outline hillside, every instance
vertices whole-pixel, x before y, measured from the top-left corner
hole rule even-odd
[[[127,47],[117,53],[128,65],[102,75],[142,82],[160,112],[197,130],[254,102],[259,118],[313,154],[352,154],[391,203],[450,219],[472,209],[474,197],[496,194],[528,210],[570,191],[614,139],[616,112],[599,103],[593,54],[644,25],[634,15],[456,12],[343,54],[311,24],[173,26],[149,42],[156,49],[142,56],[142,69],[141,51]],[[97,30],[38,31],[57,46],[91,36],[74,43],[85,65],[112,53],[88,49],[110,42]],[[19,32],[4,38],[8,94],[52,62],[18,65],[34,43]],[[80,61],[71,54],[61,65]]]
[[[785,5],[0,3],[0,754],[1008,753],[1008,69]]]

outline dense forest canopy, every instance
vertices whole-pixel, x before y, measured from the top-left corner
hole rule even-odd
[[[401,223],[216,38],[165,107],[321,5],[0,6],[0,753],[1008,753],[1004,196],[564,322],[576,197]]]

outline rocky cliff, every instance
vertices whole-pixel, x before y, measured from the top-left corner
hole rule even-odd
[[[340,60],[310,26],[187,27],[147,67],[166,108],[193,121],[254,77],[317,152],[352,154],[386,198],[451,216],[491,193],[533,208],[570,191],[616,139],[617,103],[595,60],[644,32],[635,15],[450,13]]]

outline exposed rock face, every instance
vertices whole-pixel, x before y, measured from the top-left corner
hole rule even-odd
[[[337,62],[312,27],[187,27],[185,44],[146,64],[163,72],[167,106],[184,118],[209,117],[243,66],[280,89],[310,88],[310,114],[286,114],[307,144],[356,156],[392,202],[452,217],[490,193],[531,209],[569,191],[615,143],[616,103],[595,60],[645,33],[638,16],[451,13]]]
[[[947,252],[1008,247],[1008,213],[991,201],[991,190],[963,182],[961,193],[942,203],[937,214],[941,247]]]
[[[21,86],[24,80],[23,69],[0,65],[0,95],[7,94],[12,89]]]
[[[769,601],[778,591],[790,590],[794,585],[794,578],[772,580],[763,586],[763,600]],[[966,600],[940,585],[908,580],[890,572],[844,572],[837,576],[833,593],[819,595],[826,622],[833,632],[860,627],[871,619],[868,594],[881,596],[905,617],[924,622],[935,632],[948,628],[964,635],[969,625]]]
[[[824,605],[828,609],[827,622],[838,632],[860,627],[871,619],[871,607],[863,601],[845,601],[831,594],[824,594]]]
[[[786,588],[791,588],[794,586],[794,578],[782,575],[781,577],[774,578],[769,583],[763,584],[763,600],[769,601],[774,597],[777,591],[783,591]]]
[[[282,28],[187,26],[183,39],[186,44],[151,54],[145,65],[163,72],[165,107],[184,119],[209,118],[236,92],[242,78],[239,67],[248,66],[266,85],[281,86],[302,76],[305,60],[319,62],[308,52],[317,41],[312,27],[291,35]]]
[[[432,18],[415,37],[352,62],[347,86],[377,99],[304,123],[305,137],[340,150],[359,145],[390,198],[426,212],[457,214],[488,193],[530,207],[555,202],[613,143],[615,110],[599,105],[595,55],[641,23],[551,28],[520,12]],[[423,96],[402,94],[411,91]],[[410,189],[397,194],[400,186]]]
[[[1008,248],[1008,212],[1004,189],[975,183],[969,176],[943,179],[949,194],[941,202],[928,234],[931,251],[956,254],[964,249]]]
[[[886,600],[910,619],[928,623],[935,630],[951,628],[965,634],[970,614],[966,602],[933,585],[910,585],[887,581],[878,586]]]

* Work to be completed *
Please copy out the records exactly as they appear.

* Result *
outline hillside, every instance
vertices whole-pixel, x before y, measured from the top-left corner
hole rule even-odd
[[[127,47],[117,53],[128,65],[102,75],[142,82],[160,112],[197,130],[254,102],[259,118],[313,154],[352,154],[391,203],[450,219],[472,209],[474,197],[496,194],[528,210],[570,191],[614,139],[616,112],[599,103],[593,54],[644,25],[634,15],[456,12],[343,54],[311,24],[173,26],[149,42],[156,49],[142,56],[142,69],[141,51]],[[97,30],[38,31],[57,46],[91,36],[74,43],[85,65],[112,53],[88,49],[110,42]],[[19,32],[4,38],[8,94],[52,62],[18,65],[34,43]],[[80,61],[71,54],[61,65]]]
[[[785,5],[0,3],[0,754],[1008,753],[1008,69]]]

outline dense forest canopy, every instance
vertices whole-pixel, x before y, measured from the top-left corner
hole rule even-odd
[[[401,223],[216,38],[165,107],[321,5],[0,6],[0,753],[1008,753],[1004,196],[564,322],[576,197]]]

outline rocky cliff, every instance
vertices whole-pixel, x before y, measured from the top-left corner
hole rule even-odd
[[[340,60],[310,26],[187,27],[147,67],[166,108],[193,121],[254,77],[317,152],[352,154],[386,198],[451,216],[491,193],[533,208],[570,191],[616,139],[617,103],[595,60],[644,32],[635,15],[450,13]]]

outline exposed rock face, every instance
vertices whole-pixel, x before y, measured from the top-left corner
hole rule even-odd
[[[337,62],[312,27],[187,27],[185,44],[146,64],[163,72],[167,106],[184,118],[209,117],[243,66],[280,89],[310,88],[310,114],[286,114],[307,144],[356,156],[392,202],[452,217],[490,193],[531,209],[569,191],[615,143],[616,103],[595,60],[645,33],[638,16],[451,13]]]
[[[947,252],[1008,247],[1008,213],[991,201],[991,190],[963,182],[961,193],[942,203],[937,214],[941,247]]]
[[[21,86],[24,80],[23,69],[0,65],[0,95],[7,94],[12,89]]]
[[[769,601],[778,591],[790,590],[794,585],[794,578],[772,580],[763,586],[763,600]],[[966,600],[940,585],[908,580],[890,572],[844,572],[837,576],[833,593],[819,595],[826,622],[833,632],[860,627],[871,619],[868,594],[881,596],[905,617],[924,622],[935,632],[948,628],[964,635],[969,625]]]
[[[824,605],[828,609],[827,622],[838,632],[860,627],[871,619],[871,607],[863,601],[845,601],[831,594],[824,594]]]
[[[786,588],[791,588],[794,586],[794,578],[782,575],[781,577],[774,578],[769,583],[763,584],[763,600],[769,601],[774,597],[777,591],[783,591]]]
[[[282,28],[187,26],[183,39],[186,44],[151,54],[145,65],[163,72],[165,107],[184,119],[209,118],[236,92],[242,78],[239,67],[248,66],[266,85],[281,86],[302,76],[305,60],[319,62],[308,52],[317,41],[312,27],[291,35]]]
[[[432,18],[415,37],[352,62],[347,86],[377,99],[304,123],[305,137],[340,150],[359,145],[390,198],[426,212],[457,214],[488,193],[530,207],[555,202],[613,143],[615,110],[599,105],[595,55],[641,23],[551,28],[520,12]],[[423,96],[402,94],[411,91]],[[410,189],[397,194],[400,186]]]
[[[1008,248],[1008,212],[1004,189],[975,183],[969,176],[943,179],[949,194],[941,202],[928,234],[931,251],[956,254],[964,249]]]
[[[886,600],[910,619],[928,623],[935,630],[951,628],[965,634],[970,614],[966,602],[933,585],[910,585],[887,581],[878,586]]]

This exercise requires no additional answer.